What you need to do:
• A. In the passage about Crowland below, what did the 2021 excavations reveal the high-status building on Anchor Church Field to be?
• B. Pick up the passage about Crowland after its final sentence and continue writing it.

Text section:
>>>>
A team of students from Newcastle and Sheffield Universities worked on Anchor Church Field in Crowland for several weeks in 2021 and uncovered some exciting finds – including a high status medieval building. This building was previously thought to represent a medieval chapel, but excavations in 2021 showed it is in fact a medieval hall. This structure would have been used as a residence and was divided into three parts with an ancillary room added to one corner.

==Organ==
The abbey has a small two manual pipe organ. A specification of the organ can be found on the National Pipe Organ Register.
<<<<
Extracted entries:
>>>>
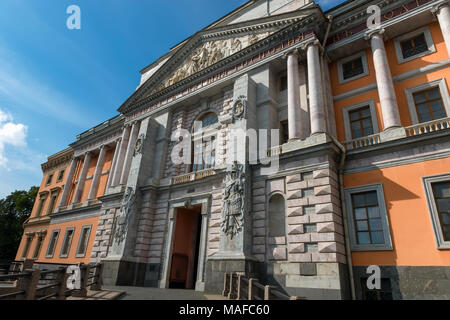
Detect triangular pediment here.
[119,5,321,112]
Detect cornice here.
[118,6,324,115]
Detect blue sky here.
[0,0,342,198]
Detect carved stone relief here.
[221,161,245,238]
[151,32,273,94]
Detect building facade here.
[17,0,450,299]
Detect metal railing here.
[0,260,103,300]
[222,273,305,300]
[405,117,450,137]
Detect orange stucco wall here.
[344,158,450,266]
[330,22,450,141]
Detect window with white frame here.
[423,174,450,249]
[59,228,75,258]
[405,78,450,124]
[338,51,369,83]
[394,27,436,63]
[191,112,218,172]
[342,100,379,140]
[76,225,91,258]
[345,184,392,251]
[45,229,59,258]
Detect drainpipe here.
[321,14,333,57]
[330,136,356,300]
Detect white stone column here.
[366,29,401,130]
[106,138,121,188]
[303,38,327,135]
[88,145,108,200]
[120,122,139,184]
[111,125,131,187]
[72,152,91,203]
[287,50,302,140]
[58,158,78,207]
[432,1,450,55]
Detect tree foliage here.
<<<<
Task answers:
• A. A medieval hall.

• B.
==Bells==
Crowland Abbey is claimed to have been the first church in England – and among the first in the world – to have a tuned peal or ring of bells (circa 986). According to the Croyland Chronicle, the Abbot Egelric, who died in 984, supplied the peal of bells:

He also had two large bells made, which he called Bartholomew and Bettelm; also two of middle size, which he called Turketul and Tatwin; and two small ones, to which he gave the names of Pega and Bega. The Lord abbat Turketul had previously had one very large bell made called Guthlac, and when it was rung with the bells before-named, an exquisite harmony was produced thereby; nor was there such a peal of bells in those days in all England.

However, the histories attributed to the 11th-century Abbot Ingulf are now known to be the 14th-century inventions of Pseudo-Ingulf, thus casting doubt on the story.

The chimes of the present bells were the first to be broadcast on wireless radio by the BBC on 1 November 1925. At 90 feet, the 'pull' or ropes are the longest in England.

==Burials==
- Waltheof II, Earl of Northumbria
- Saint Ælfthryth of Crowland

The churchyard contains the war grave of an airman of the Second World War.

==In fiction==
- Potter, Jeremy. A Trail of Blood (New York: McCall, 1970)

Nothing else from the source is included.